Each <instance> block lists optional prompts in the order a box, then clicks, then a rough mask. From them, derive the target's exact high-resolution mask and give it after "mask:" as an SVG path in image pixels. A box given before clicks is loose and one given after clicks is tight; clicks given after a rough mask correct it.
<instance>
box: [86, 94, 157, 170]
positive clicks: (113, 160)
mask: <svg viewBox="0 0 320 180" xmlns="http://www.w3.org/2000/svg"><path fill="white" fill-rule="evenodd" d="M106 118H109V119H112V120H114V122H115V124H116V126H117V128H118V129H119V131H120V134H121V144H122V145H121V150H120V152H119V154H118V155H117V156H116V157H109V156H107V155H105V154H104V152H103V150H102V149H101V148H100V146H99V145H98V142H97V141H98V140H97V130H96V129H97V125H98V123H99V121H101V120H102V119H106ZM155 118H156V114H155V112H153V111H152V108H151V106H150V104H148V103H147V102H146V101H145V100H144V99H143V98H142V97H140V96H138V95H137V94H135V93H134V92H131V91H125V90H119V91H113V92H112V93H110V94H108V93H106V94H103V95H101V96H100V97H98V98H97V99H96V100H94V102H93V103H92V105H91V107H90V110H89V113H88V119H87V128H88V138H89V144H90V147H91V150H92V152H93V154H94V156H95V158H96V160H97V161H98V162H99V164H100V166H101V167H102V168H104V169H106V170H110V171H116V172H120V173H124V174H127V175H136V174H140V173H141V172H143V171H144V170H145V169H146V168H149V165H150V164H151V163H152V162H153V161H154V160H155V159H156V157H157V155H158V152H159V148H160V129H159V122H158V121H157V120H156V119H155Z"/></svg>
============================================================
▸ **EXERCISE DESCRIPTION**
Type the entries out again so that they match exactly.

▸ **RESULT**
Each <instance> block lists optional prompts in the order a box, then clicks, then a rough mask. From them, derive the target's exact high-resolution mask and give it after "mask:" as an SVG path in image pixels. A box given before clicks is loose and one given after clicks is tight; clicks given after a rough mask correct it.
<instance>
box: [86, 94, 157, 170]
positive clicks: (113, 160)
mask: <svg viewBox="0 0 320 180" xmlns="http://www.w3.org/2000/svg"><path fill="white" fill-rule="evenodd" d="M106 118H109V119H112V120H114V122H115V124H116V126H117V128H118V129H119V131H120V134H121V144H122V145H121V150H120V152H119V154H118V155H117V156H116V157H109V156H107V155H105V154H104V152H103V150H102V149H101V148H100V146H99V145H98V142H97V141H98V140H97V130H96V129H97V125H98V123H99V121H101V120H102V119H106ZM155 118H156V114H155V112H153V111H152V108H151V106H150V104H148V103H147V102H146V101H145V100H144V99H143V98H142V97H140V96H138V95H137V94H135V93H134V92H131V91H125V90H119V91H113V92H112V93H110V94H108V93H106V94H103V95H101V96H100V97H98V98H97V99H96V100H94V102H93V103H92V105H91V107H90V110H89V113H88V119H87V128H88V138H89V144H90V147H91V150H92V152H93V154H94V156H95V158H96V160H97V161H98V162H99V164H100V166H101V167H102V168H104V169H106V170H110V171H116V172H120V173H124V174H127V175H136V174H140V173H141V172H143V171H144V170H145V169H146V168H149V165H150V164H151V163H152V162H153V161H154V160H155V159H156V157H157V155H158V152H159V148H160V129H159V122H158V121H157V120H156V119H155Z"/></svg>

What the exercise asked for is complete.